Tuesday, April 07, 2009

Silvio Bedini - The Pope's Elephant


“The Pope’s Elephant: an elephant's journey from deep in India to the heart of Rome” is a book I felt I had to read. After dwelling on the history of the giraffe brought to Napoleon’s court and the rhinoceros that toured Europe in the XVIII century, Silvio Bedini’s book felt almost mandatory. Not only is it about a previous historic episode featuring the travels of an elephant, it involves Portugal.

In 1513 the Portuguese king received an elephant from his appointed viceroy in India. Elephants were not exactly big news. Lisbon had seen the arrival of a few from Africa over the years of naval exploration of its coasts. From 1510 to 1514, some four Asian elephants also arrived to the capital. They were just the present for a man king Manuel wanted desperately to impress and who, though he had almost everything, happened not to have ever seen a live elephant – the newly enthroned pope Leo X.

The Portuguese King needed a papal approval for the sea exploration and colonization he was conducting – a church safe-conduct that declared to rival nations that Portugal had the church’s blessing in finding, occupying and converting new lands and people.

Pope Leo didn’t need much – a Medici by birth he was accustomed to the best of everything and as a pope found no dearth of sovereigns and princes trying to win his sympathy. He was however, a man beset by many physical problems, some painful, and his favorite analgesic seems to have been surrounding himself by everything beautiful and unexpected. The elephant Annone (as Bedini states Hanno, the popular name, is an anglicized version, which he nevertheless uses throughout the book) pleased him immensely. So much, that he had new quarters built for the animal right next to the papal palace so he could visit Annone every day.

Despite this being a subject that interests me, I almost didn’t finish “The Pope’s Elephant” (though I’m glad I kept going). Portuguese names and name-places misspellings are a dime a dozen and after a while it felt lazy. Whether this is more the author’s or editor’s fault I don’t know but in a work of historical research it just looks bad. The first chapters also had a lot of detail on Vatican protocol and practices which, personally, I found unnecessary. Then there are many sources: poems, description of paintings and so on which I felt took attention from the story at hand.

Unlike Glynys Ridley, Bedini doesn’t turn the animal into a protagonist. I guess if the book has one it is pope Leo and even, then not so much. The sort of historical research that reads like a novel has to be written by someone with at least a bit of a novelist’s craft(iness?) Since Bedini is an historian specialized in renaissance scientific instruments, he is definitely not one to anthropomorphize or romanticize. Oh well.

→ TO DO:
1 > In the book review, why did the Portuguese king want to impress Pope Leo X?
2 > List every person the book review mentions by name.

→ RECORDS SUPPLIED:

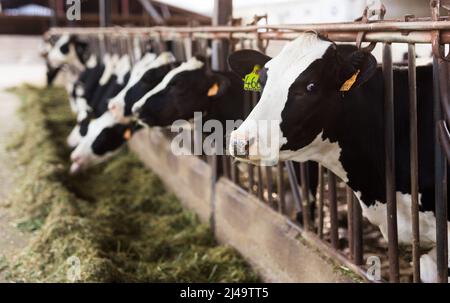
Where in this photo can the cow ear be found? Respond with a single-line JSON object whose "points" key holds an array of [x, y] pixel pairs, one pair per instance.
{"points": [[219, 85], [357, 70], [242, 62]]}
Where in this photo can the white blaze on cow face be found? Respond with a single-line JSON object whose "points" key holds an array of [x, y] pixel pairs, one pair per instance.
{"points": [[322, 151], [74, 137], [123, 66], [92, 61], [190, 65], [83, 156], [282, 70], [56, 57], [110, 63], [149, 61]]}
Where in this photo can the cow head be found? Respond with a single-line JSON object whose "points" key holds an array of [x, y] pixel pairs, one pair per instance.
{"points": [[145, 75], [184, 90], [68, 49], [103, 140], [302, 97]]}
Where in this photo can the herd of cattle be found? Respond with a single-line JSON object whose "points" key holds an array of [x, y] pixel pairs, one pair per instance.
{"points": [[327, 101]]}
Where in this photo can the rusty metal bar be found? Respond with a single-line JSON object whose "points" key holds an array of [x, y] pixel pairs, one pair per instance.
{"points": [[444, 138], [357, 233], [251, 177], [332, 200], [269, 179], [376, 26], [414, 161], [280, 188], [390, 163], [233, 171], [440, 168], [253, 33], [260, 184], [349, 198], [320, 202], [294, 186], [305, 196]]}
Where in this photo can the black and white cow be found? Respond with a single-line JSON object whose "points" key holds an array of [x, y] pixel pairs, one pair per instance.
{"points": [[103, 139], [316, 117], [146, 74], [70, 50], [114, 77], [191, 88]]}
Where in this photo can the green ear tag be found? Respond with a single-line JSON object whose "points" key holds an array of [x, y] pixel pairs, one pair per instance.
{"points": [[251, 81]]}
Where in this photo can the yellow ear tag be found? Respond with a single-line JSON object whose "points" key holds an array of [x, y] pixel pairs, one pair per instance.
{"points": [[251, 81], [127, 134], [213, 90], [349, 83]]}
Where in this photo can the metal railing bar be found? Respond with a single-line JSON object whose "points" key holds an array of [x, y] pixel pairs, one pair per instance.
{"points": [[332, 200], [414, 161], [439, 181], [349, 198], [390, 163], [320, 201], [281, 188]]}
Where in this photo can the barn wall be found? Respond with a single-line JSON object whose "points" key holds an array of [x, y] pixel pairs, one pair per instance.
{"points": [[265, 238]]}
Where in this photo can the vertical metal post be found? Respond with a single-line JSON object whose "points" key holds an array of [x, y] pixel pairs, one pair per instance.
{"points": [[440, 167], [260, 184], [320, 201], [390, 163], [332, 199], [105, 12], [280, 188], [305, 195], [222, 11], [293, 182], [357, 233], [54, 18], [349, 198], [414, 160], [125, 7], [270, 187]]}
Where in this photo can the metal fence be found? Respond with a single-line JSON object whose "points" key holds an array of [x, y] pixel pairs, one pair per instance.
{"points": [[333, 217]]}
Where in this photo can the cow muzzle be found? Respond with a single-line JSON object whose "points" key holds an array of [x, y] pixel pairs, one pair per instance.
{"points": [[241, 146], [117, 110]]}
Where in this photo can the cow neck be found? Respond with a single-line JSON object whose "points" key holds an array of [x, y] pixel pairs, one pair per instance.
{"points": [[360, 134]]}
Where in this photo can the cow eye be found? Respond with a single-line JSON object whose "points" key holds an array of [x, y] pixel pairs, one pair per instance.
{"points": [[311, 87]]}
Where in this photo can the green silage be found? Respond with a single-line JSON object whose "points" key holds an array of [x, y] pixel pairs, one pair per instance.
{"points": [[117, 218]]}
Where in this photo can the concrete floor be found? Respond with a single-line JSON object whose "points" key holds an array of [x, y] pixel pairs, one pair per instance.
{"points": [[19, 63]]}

→ SOLUTIONS TO THE PROBLEMS:
1 > He needed the pope's approval for Portugal's sea exploration and colonization. That approval was a church safe-conduct that would tell rival nations Portugal had the church's blessing to find, occupy and convert new lands and people.

2 >
- Silvio Bedini
- Napoleon
- King Manuel
- Pope Leo X
- Glynys Ridley